■ WHAT YOU NEED TO DO
Please put each line of the records below into a JSON list of strings, one string per line, with blank lines left out.

■ MATERIAL FOR THIS EXERCISE
╔══

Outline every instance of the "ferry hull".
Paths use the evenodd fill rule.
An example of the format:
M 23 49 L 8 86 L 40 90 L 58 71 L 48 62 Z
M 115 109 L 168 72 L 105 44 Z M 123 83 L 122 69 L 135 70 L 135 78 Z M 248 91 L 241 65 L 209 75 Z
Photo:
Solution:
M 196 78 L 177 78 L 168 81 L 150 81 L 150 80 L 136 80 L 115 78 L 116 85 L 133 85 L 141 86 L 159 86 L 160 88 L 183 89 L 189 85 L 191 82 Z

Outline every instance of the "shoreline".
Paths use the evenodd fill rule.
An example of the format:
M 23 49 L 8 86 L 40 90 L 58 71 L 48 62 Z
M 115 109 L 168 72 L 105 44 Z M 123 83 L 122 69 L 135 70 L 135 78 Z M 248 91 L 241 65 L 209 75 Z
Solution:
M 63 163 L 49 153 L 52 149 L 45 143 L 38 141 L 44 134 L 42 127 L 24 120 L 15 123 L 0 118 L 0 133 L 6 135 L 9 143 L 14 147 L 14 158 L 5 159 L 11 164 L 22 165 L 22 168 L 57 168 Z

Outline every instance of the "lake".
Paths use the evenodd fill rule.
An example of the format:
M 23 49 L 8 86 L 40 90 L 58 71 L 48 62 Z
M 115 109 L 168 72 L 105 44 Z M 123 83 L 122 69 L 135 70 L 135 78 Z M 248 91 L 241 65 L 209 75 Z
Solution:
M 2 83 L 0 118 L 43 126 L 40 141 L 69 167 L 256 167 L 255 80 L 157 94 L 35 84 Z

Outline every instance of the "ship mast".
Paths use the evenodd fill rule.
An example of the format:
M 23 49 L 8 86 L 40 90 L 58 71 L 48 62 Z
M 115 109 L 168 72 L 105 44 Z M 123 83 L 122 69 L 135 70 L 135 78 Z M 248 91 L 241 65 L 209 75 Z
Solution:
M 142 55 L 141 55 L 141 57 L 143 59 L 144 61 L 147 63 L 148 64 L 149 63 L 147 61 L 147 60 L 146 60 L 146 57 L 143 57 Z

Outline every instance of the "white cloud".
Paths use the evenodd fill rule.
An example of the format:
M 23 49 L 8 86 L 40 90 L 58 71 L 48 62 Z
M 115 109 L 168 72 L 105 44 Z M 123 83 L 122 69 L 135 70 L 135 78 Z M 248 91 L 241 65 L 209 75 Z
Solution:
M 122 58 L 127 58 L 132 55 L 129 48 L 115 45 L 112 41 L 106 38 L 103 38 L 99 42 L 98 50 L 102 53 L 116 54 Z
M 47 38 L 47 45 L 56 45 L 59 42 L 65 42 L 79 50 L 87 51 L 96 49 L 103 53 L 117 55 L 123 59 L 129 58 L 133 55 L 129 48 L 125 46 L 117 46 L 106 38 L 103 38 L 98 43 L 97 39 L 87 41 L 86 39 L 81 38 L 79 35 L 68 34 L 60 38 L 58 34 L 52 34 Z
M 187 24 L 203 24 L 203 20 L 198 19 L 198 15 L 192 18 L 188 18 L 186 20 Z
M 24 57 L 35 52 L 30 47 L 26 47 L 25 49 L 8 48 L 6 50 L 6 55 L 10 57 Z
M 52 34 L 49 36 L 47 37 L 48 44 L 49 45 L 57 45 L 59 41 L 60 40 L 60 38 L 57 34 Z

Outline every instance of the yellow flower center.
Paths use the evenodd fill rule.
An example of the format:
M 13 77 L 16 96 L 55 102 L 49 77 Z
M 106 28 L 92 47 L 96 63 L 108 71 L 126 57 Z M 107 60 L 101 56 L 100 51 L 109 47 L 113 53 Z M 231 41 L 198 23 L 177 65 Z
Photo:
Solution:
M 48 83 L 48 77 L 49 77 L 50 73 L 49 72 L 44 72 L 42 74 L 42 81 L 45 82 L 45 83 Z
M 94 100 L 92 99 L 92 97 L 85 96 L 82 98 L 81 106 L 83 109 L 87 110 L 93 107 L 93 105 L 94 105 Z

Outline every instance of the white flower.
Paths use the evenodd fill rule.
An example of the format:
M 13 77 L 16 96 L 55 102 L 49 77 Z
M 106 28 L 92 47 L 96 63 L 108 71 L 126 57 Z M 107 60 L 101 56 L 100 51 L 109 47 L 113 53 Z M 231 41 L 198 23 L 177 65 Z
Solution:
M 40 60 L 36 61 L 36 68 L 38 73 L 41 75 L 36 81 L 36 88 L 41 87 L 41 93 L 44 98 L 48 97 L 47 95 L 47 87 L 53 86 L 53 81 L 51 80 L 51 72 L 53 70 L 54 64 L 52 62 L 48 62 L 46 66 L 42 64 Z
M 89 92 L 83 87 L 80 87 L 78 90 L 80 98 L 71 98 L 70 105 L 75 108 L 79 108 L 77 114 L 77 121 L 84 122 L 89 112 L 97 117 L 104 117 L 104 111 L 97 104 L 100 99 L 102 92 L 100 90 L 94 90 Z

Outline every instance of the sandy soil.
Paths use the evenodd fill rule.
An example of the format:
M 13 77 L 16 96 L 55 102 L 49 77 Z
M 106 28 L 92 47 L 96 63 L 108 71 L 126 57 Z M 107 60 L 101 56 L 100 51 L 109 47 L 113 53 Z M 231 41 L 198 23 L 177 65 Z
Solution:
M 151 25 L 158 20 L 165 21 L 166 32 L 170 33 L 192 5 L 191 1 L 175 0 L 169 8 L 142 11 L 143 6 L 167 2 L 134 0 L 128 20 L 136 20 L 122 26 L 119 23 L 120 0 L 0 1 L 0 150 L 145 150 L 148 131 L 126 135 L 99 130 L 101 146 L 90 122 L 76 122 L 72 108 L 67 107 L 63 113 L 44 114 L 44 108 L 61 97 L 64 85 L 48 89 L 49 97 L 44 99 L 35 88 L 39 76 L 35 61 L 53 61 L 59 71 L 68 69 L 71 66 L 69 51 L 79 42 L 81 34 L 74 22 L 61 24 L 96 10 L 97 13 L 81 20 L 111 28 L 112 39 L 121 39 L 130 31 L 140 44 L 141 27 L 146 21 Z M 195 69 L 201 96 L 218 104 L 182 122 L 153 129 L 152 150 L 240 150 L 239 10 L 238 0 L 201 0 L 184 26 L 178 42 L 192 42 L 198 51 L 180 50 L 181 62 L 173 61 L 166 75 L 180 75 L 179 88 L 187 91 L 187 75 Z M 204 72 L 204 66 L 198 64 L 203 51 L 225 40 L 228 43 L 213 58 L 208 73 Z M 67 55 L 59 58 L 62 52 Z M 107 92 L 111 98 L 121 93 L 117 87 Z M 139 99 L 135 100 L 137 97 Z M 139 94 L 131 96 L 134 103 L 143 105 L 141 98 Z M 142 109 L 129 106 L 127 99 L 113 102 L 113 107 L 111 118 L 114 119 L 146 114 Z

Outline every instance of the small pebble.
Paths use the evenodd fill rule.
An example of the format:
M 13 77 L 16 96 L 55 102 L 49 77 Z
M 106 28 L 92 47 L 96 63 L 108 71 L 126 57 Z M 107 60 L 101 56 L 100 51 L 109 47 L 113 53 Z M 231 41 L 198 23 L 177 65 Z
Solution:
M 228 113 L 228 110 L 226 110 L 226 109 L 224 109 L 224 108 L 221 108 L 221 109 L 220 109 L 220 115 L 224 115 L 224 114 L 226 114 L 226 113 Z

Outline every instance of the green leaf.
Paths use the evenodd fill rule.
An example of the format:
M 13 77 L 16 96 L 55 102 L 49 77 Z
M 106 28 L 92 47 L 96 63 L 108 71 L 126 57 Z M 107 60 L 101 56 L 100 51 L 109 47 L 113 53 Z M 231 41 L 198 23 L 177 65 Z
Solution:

╚══

■ FULL RESPONSE
[
  "Outline every instance of the \"ferry hull\".",
  "Paths use the evenodd fill rule.",
  "An example of the format:",
  "M 23 49 L 8 86 L 40 90 L 58 71 L 48 62 Z",
  "M 115 109 L 168 72 L 105 44 Z M 123 83 L 122 69 L 135 70 L 135 78 Z M 248 91 L 241 65 L 209 75 Z",
  "Photo:",
  "Solution:",
  "M 196 78 L 177 78 L 168 81 L 150 81 L 150 80 L 136 80 L 115 78 L 116 85 L 133 85 L 141 86 L 159 86 L 160 88 L 183 89 L 189 85 L 191 82 Z",
  "Outline every instance of the \"shoreline\".",
  "Paths use the evenodd fill rule.",
  "An example of the format:",
  "M 23 49 L 8 86 L 40 90 L 58 71 L 48 62 Z",
  "M 115 109 L 168 72 L 105 44 Z M 123 83 L 122 69 L 135 70 L 135 78 Z M 248 91 L 241 65 L 209 75 Z",
  "Solution:",
  "M 63 163 L 49 153 L 52 149 L 45 143 L 38 141 L 44 134 L 42 127 L 24 120 L 15 123 L 0 118 L 0 133 L 6 135 L 9 143 L 14 147 L 14 158 L 5 159 L 11 164 L 22 165 L 22 168 L 57 168 Z",
  "Outline every instance of the \"lake\".",
  "Paths use the evenodd fill rule.",
  "An example of the format:",
  "M 23 49 L 8 86 L 40 90 L 58 71 L 48 62 Z",
  "M 115 109 L 168 72 L 105 44 Z M 123 83 L 122 69 L 135 70 L 135 78 Z M 248 91 L 241 65 L 209 75 Z",
  "Solution:",
  "M 2 83 L 0 118 L 43 126 L 40 141 L 69 167 L 256 167 L 255 80 L 157 94 L 35 84 Z",
  "Outline every instance of the \"ship mast\".",
  "Paths use the evenodd fill rule.",
  "An example of the format:",
  "M 23 49 L 8 86 L 40 90 L 58 71 L 48 62 Z",
  "M 115 109 L 168 72 L 105 44 Z M 123 83 L 122 69 L 135 70 L 135 78 Z M 248 91 L 241 65 L 209 75 Z",
  "Solution:",
  "M 142 55 L 141 55 L 141 57 L 143 59 L 144 61 L 147 63 L 148 64 L 149 63 L 147 61 L 147 60 L 146 60 L 146 57 L 143 57 Z",
  "Outline every instance of the \"white cloud\".",
  "Paths use the evenodd fill rule.",
  "An example of the format:",
  "M 23 49 L 8 86 L 40 90 L 58 71 L 48 62 Z",
  "M 115 109 L 168 72 L 105 44 Z M 123 83 L 122 69 L 135 70 L 135 78 Z M 248 91 L 241 65 L 209 75 Z",
  "Solution:",
  "M 122 58 L 127 58 L 132 55 L 129 48 L 115 45 L 112 41 L 106 38 L 103 38 L 99 42 L 98 50 L 102 53 L 116 54 Z",
  "M 47 38 L 47 45 L 56 45 L 59 42 L 65 42 L 79 50 L 87 51 L 96 49 L 103 53 L 117 55 L 123 59 L 129 58 L 133 55 L 129 48 L 125 46 L 117 46 L 106 38 L 103 38 L 98 43 L 97 39 L 87 41 L 86 39 L 81 38 L 79 35 L 68 34 L 60 38 L 58 34 L 52 34 Z",
  "M 187 24 L 203 24 L 203 20 L 198 19 L 198 15 L 192 18 L 188 18 L 186 20 Z",
  "M 24 57 L 35 52 L 30 47 L 26 47 L 25 49 L 8 48 L 6 50 L 6 55 L 10 57 Z",
  "M 52 34 L 49 36 L 47 37 L 48 44 L 49 45 L 57 45 L 59 41 L 60 40 L 60 38 L 57 34 Z",
  "Outline every instance of the yellow flower center.",
  "Paths use the evenodd fill rule.",
  "An example of the format:",
  "M 13 77 L 16 96 L 55 102 L 49 77 Z",
  "M 106 28 L 92 47 L 96 63 L 108 71 L 126 57 Z M 107 60 L 101 56 L 100 51 L 109 47 L 113 53 Z M 231 41 L 198 23 L 177 65 Z",
  "Photo:",
  "Solution:",
  "M 48 83 L 48 77 L 49 77 L 50 73 L 49 72 L 44 72 L 42 74 L 42 81 L 45 82 L 45 83 Z",
  "M 94 100 L 92 99 L 92 97 L 85 96 L 82 98 L 81 106 L 83 109 L 87 110 L 93 107 L 93 105 L 94 105 Z",
  "Outline every instance of the white flower.",
  "Paths use the evenodd fill rule.",
  "An example of the format:",
  "M 13 77 L 16 96 L 55 102 L 49 77 Z",
  "M 106 28 L 92 47 L 96 63 L 108 71 L 126 57 Z M 107 60 L 101 56 L 100 51 L 109 47 L 113 53 Z M 231 41 L 198 23 L 177 65 Z",
  "Solution:",
  "M 40 60 L 36 61 L 36 68 L 38 73 L 41 75 L 36 81 L 36 88 L 41 87 L 41 93 L 44 98 L 48 97 L 47 95 L 47 87 L 53 86 L 53 81 L 51 80 L 51 72 L 53 70 L 54 64 L 52 62 L 48 62 L 46 66 L 42 64 Z",
  "M 89 92 L 83 87 L 80 87 L 78 90 L 80 98 L 71 98 L 70 105 L 75 108 L 79 108 L 77 114 L 77 121 L 84 122 L 89 112 L 97 117 L 104 117 L 104 111 L 97 104 L 100 99 L 102 92 L 100 90 L 94 90 Z",
  "Outline every instance of the sandy soil.",
  "Paths use the evenodd fill rule.",
  "An example of the format:",
  "M 13 77 L 16 96 L 55 102 L 49 77 Z",
  "M 106 28 L 92 47 L 96 63 L 108 71 L 126 57 Z M 107 60 L 101 56 L 100 51 L 109 47 L 113 53 Z M 231 41 L 198 23 L 177 65 Z",
  "Solution:",
  "M 151 25 L 158 20 L 165 21 L 166 32 L 170 33 L 192 5 L 191 1 L 175 0 L 169 8 L 142 11 L 143 6 L 167 2 L 134 0 L 128 20 L 136 20 L 122 26 L 119 23 L 120 0 L 0 1 L 0 150 L 145 150 L 148 131 L 126 135 L 99 130 L 101 146 L 90 122 L 76 122 L 72 108 L 67 107 L 63 113 L 44 114 L 44 108 L 61 97 L 64 85 L 48 89 L 49 97 L 44 99 L 35 88 L 39 76 L 35 61 L 53 61 L 59 71 L 68 69 L 71 66 L 69 51 L 79 42 L 81 34 L 74 22 L 61 24 L 96 10 L 97 13 L 81 20 L 111 28 L 112 39 L 121 39 L 130 31 L 140 44 L 141 27 L 146 21 Z M 195 69 L 201 96 L 218 104 L 182 122 L 153 129 L 152 150 L 240 150 L 239 10 L 238 0 L 201 0 L 184 26 L 178 42 L 192 42 L 198 51 L 180 50 L 181 62 L 173 61 L 166 75 L 180 75 L 179 88 L 187 91 L 187 75 Z M 204 72 L 204 66 L 198 64 L 203 51 L 225 40 L 228 43 L 213 58 L 208 73 Z M 67 55 L 59 58 L 62 52 Z M 107 92 L 111 98 L 121 93 L 117 87 Z M 139 99 L 135 100 L 137 97 Z M 139 94 L 131 96 L 134 103 L 143 105 L 141 98 Z M 142 109 L 129 106 L 127 99 L 113 102 L 113 107 L 111 118 L 114 119 L 146 114 Z",
  "Outline every instance of the small pebble.",
  "Paths use the evenodd fill rule.",
  "An example of the format:",
  "M 13 77 L 16 96 L 55 102 L 49 77 Z",
  "M 106 28 L 92 47 L 96 63 L 108 71 L 126 57 Z M 107 60 L 101 56 L 100 51 L 109 47 L 113 53 Z M 231 41 L 198 23 L 177 65 Z",
  "Solution:",
  "M 228 113 L 228 110 L 226 110 L 226 109 L 224 109 L 224 108 L 221 108 L 221 109 L 220 109 L 220 115 L 224 115 L 224 114 L 226 114 L 226 113 Z",
  "Outline every instance of the green leaf.",
  "Paths use the evenodd fill rule.",
  "An example of the format:",
  "M 13 77 L 16 96 L 55 102 L 49 77 Z",
  "M 106 28 L 92 47 L 96 63 L 108 71 L 126 57 Z M 107 60 L 101 56 L 100 51 L 109 47 L 113 53 Z M 231 41 L 198 23 L 177 65 Z",
  "Solution:"
]